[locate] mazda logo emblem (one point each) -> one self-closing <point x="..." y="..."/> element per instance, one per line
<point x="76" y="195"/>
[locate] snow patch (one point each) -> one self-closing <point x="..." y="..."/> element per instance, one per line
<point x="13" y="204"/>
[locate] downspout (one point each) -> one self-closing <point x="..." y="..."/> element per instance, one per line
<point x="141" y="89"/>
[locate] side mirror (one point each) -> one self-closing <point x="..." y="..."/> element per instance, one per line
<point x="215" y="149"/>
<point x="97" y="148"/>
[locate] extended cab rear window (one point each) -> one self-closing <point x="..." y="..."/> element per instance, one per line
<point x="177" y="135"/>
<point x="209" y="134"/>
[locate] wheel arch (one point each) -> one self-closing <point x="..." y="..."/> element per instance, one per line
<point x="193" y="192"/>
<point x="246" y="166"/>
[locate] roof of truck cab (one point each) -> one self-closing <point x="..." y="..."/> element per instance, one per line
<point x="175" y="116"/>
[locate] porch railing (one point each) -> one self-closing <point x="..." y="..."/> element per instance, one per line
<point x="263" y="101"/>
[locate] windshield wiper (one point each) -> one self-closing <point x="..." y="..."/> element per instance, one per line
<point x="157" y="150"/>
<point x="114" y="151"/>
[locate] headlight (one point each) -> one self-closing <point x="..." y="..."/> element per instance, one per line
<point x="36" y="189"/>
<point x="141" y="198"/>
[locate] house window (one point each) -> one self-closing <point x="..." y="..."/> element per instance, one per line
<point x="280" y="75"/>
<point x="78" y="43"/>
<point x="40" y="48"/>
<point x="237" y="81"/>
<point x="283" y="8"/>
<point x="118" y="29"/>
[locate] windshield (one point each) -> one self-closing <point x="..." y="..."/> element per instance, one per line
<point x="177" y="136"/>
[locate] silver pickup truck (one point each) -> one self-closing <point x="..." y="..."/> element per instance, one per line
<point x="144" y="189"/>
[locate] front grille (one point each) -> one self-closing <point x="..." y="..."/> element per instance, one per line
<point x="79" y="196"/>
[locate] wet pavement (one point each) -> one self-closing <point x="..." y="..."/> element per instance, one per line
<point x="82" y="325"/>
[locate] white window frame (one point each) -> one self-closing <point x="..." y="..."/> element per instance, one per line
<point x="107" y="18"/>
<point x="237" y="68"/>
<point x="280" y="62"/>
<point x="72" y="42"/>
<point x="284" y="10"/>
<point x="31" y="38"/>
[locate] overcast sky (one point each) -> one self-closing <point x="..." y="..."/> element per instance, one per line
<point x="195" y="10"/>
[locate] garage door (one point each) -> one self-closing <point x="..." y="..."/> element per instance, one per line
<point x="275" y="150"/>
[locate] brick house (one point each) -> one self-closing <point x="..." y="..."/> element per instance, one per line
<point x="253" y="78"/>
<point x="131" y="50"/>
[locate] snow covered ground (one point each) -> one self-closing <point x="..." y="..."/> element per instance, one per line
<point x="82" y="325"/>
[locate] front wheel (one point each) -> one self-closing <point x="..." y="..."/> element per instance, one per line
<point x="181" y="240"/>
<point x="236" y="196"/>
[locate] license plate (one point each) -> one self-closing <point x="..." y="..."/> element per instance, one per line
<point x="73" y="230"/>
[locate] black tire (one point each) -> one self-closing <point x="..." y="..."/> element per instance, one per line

---+---

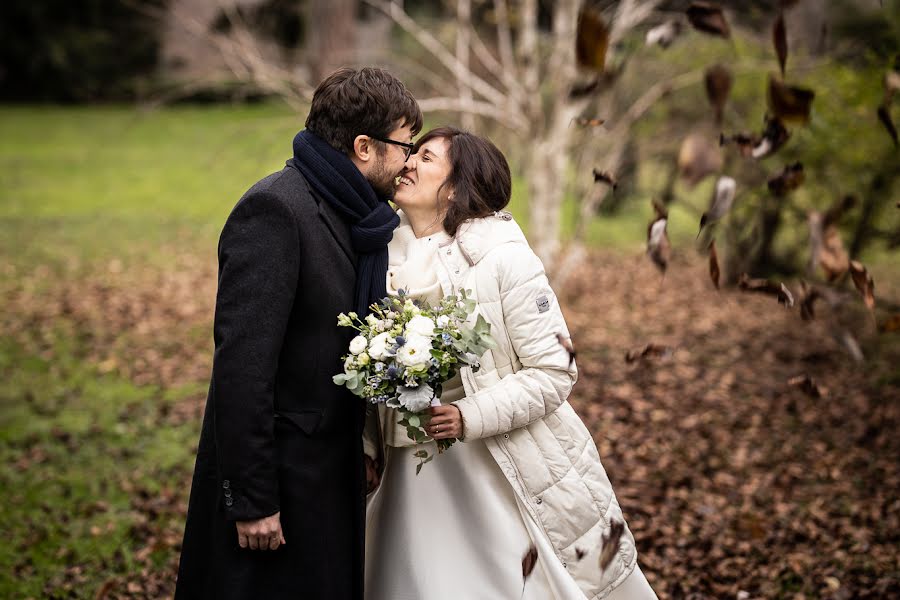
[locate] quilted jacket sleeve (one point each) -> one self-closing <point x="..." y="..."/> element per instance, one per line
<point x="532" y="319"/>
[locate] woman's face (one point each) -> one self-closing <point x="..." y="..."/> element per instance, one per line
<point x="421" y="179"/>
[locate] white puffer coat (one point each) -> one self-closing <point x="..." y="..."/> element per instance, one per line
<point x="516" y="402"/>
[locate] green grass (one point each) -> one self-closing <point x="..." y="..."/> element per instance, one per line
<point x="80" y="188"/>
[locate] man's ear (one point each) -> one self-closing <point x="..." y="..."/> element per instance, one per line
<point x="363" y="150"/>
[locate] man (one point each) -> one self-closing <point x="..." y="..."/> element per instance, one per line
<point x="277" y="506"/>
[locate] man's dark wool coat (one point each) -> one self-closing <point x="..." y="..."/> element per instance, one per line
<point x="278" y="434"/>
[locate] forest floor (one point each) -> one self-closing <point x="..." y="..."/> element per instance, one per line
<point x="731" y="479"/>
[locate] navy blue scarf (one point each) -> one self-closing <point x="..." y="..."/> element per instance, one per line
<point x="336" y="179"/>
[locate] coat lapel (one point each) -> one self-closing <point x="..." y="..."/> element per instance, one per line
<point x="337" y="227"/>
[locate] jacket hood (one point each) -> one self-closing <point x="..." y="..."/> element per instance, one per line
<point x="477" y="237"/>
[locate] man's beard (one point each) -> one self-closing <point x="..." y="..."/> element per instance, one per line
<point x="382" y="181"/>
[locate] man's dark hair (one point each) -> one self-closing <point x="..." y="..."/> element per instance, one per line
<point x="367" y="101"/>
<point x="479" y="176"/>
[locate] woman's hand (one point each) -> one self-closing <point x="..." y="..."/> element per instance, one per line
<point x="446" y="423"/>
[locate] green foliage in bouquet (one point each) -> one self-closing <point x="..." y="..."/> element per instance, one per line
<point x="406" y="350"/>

---+---

HOW TO COMPLETE THIS TASK ▸ When you reach the line with "[locate] license plate" in the records above, start writing out lines exactly, and stop once the line with "[locate] black tire" has been written; include nothing else.

SOLUTION FOR THIS EXERCISE ▸
[locate] license plate (one point each) -> one self-closing <point x="..." y="..."/> element per instance, one per line
<point x="73" y="230"/>
[locate] black tire (one point each) -> one self-closing <point x="..." y="..."/> element per instance, one per line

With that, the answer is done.